* [Alıntı metin]
“Bugün onların ağızlarını mühürleriz. Kazanmış olduklarını (yaptıklarını) Bize onların elleri anlatır, ayakları şahitlik eder”
(Yasin/65)
İnsanın hakikati nefsi natıkasıdır. Nefsi natıka insanın yaşamı boyunca yaptıklarını kaydeden bilgisayar gibidir. Sesli-görüntülü bir kayıt cihazı gibidir. Üstelik gizli olan niyetlerini bile kaydeder. Nefsi natıkanın merkezi kalptir. Kalpten bütün vücuda hakimiyeti vardır. Her uzuvda, her hücreden haberi vardır. Bir uzuv kesilse (örneğin el) o uzvun yok olmasıyla nefsi natıkanın nuru oradan kaybolmaz. Vücud da ve vücudun dışında bile hakimiyeti vardır. Nefsi natıka haydır ve idrak sahibidir. Her şeye alimdir. Zira Allah’ın nurundandır ve Kur’anın sırrını taşır.

* [Görev 1] Nefsi natıka konulu metni iki cümleyle özetleyin.
* [Görev 2] Nefsi natıka konulu metinde "İnsanın hakikati nefsi" sözleriyle başlayıp "Kur’anın sırrını taşır." sözleriyle biten bölümü harfi harfine çıkarın.

* [Veri bölümü]
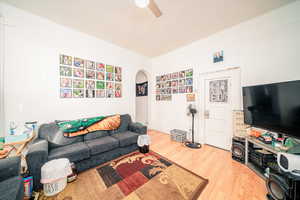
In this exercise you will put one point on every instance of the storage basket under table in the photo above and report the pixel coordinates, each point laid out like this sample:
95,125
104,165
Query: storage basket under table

* [Çözüm 1] İnsanın hakikati olan nefsi natıka, insanın yaşamı boyunca yaptıklarını ve gizli niyetlerini bile kaydeden sesli-görüntülü bir kayıt cihazı gibidir. Merkezi kalp olan nefsi natıka bütün vücuda, hatta vücudun dışına hakimdir; hay ve idrak sahibidir, çünkü Allah'ın nurundandır ve Kur'anın sırrını taşır.

* [Çözüm 2]
İnsanın hakikati nefsi natıkasıdır. Nefsi natıka insanın yaşamı boyunca yaptıklarını kaydeden bilgisayar gibidir. Sesli-görüntülü bir kayıt cihazı gibidir. Üstelik gizli olan niyetlerini bile kaydeder. Nefsi natıkanın merkezi kalptir. Kalpten bütün vücuda hakimiyeti vardır. Her uzuvda, her hücreden haberi vardır. Bir uzuv kesilse (örneğin el) o uzvun yok olmasıyla nefsi natıkanın nuru oradan kaybolmaz. Vücud da ve vücudun dışında bile hakimiyeti vardır. Nefsi natıka haydır ve idrak sahibidir. Her şeye alimdir. Zira Allah’ın nurundandır ve Kur’anın sırrını taşır.